(Point localization data)
______________________________

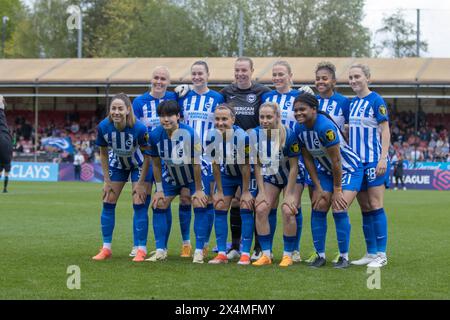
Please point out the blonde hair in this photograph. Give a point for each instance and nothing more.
(364, 68)
(276, 109)
(130, 118)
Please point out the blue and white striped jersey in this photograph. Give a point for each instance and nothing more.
(365, 134)
(321, 136)
(178, 153)
(124, 146)
(275, 167)
(229, 151)
(197, 110)
(286, 103)
(145, 108)
(337, 106)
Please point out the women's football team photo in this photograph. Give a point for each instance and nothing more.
(241, 158)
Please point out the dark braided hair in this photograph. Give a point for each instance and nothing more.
(312, 101)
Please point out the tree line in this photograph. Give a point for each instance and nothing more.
(183, 28)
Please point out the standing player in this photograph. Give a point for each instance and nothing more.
(197, 111)
(177, 146)
(284, 96)
(246, 97)
(336, 174)
(5, 145)
(145, 109)
(231, 168)
(330, 102)
(278, 152)
(121, 138)
(370, 138)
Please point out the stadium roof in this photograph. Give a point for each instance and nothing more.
(138, 70)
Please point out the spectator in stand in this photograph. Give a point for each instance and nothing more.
(77, 162)
(416, 155)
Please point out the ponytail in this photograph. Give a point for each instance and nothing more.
(330, 118)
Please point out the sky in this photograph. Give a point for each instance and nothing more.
(434, 21)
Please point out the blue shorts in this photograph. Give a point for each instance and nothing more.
(371, 179)
(123, 175)
(299, 180)
(174, 190)
(351, 181)
(230, 185)
(308, 180)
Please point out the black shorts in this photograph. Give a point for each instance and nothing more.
(5, 153)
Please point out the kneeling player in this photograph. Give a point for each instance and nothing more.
(337, 177)
(230, 173)
(177, 145)
(278, 159)
(124, 137)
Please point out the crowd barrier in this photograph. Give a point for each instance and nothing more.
(424, 175)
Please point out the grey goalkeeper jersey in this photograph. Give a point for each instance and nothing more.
(246, 103)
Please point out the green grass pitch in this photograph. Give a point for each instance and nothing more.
(46, 227)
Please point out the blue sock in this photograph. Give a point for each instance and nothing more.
(380, 226)
(273, 225)
(107, 220)
(160, 227)
(169, 224)
(248, 225)
(369, 233)
(135, 236)
(298, 235)
(343, 228)
(210, 216)
(140, 212)
(289, 243)
(147, 202)
(221, 229)
(185, 221)
(264, 241)
(200, 227)
(319, 230)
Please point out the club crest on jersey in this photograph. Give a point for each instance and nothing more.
(331, 136)
(316, 142)
(251, 98)
(361, 110)
(295, 148)
(180, 151)
(198, 147)
(330, 107)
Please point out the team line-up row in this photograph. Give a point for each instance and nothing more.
(285, 139)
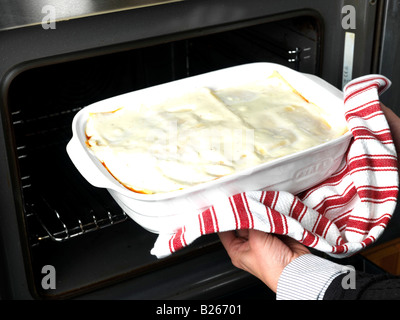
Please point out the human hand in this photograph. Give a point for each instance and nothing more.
(262, 254)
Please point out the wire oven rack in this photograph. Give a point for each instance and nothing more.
(59, 204)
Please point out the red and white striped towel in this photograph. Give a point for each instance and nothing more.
(339, 216)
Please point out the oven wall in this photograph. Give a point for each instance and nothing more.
(29, 47)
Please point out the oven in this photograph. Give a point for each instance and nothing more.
(61, 238)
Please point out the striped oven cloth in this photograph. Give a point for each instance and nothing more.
(339, 216)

______________________________

Instructions to follow >> With the images omitted, repeat all the data word for word.

Completed exercise >>
Please point out the blonde hair in this photograph. Give a point for each instance and nothing more.
(364, 68)
(276, 109)
(130, 118)
Please point out the blue and white striped jersey in this photograph. Give a point for each instance and nothing more.
(365, 134)
(321, 136)
(178, 153)
(124, 146)
(275, 167)
(229, 151)
(197, 110)
(286, 103)
(145, 108)
(337, 106)
Please point out the women's football team photo in this photograph. Give a point for each instance and nothing more.
(241, 158)
Please point out the dark braided hair in this photograph. Give a point for each instance and nothing more.
(312, 101)
Please point out the tree line in this photograph. Give a point for each instance and nothing more.
(183, 28)
Please point out the standing player in this photograph. Give a point for each instance and nothing more.
(197, 111)
(177, 146)
(284, 96)
(246, 97)
(336, 174)
(5, 145)
(145, 109)
(231, 168)
(330, 102)
(278, 152)
(121, 138)
(370, 138)
Please point out the stadium roof in this photograph. Give a point for each instance and nothing more.
(138, 70)
Please point out the spectator in stand in this photograph. Give a point for each instance and nothing more.
(77, 162)
(416, 155)
Please point out the ponytail in this photograph. Give a point for each instance and nothing more.
(330, 118)
Please point out the sky in this photograph. Give a point for each instance and nothing more.
(434, 21)
Please point out the blue shorts in this photograph. Give a point for each instance and nothing more.
(371, 179)
(123, 175)
(299, 180)
(174, 190)
(351, 181)
(230, 185)
(308, 180)
Please point out the black shorts in this photograph. Give a point for each instance and nothing more.
(5, 153)
Please point out the kneeling player in this photograph. Give a point for each instance and nothing more.
(337, 177)
(230, 173)
(177, 145)
(278, 159)
(124, 137)
Please point out the crowd barrier in this photograph. Give a point for each instance and nothing more.
(424, 175)
Please point out the grey goalkeeper jersey in this photograph. Give a point for each instance and nothing more.
(246, 103)
Please point out the green grass pitch in this photograph. Give a point for each instance and nothing more.
(46, 227)
Please point out the blue sock in this photograph. Give a point for each instance and nothing more.
(380, 226)
(273, 225)
(107, 220)
(160, 227)
(169, 224)
(248, 225)
(369, 233)
(135, 236)
(298, 235)
(343, 228)
(210, 216)
(140, 212)
(289, 243)
(147, 202)
(221, 229)
(185, 221)
(264, 241)
(200, 227)
(319, 230)
Please point out the club crest on jersey in this photograph. Give a point for each instance and nothing more.
(331, 136)
(316, 142)
(251, 98)
(361, 110)
(295, 148)
(180, 151)
(198, 147)
(330, 107)
Please point out the team line-up row in this photograph. Give a point for each instance and nothing more.
(285, 139)
Please point out the human hand in this photograph. Give a point for each instance and nothing more.
(262, 254)
Please point out the wire oven rack in this photograph. Give a point for each instance and nothing more.
(59, 204)
Please point out the red and white striped towel in this photograph. Give a point for each instance and nothing more.
(339, 216)
Please point out the oven wall in this photograph. Give a point for each instance and nothing more.
(29, 47)
Please point out the oven in this photograph. Give a point for each instance and nothing more.
(61, 238)
Please point out the striped oven cloth in this photograph. Give a point for each instance and nothing more.
(339, 216)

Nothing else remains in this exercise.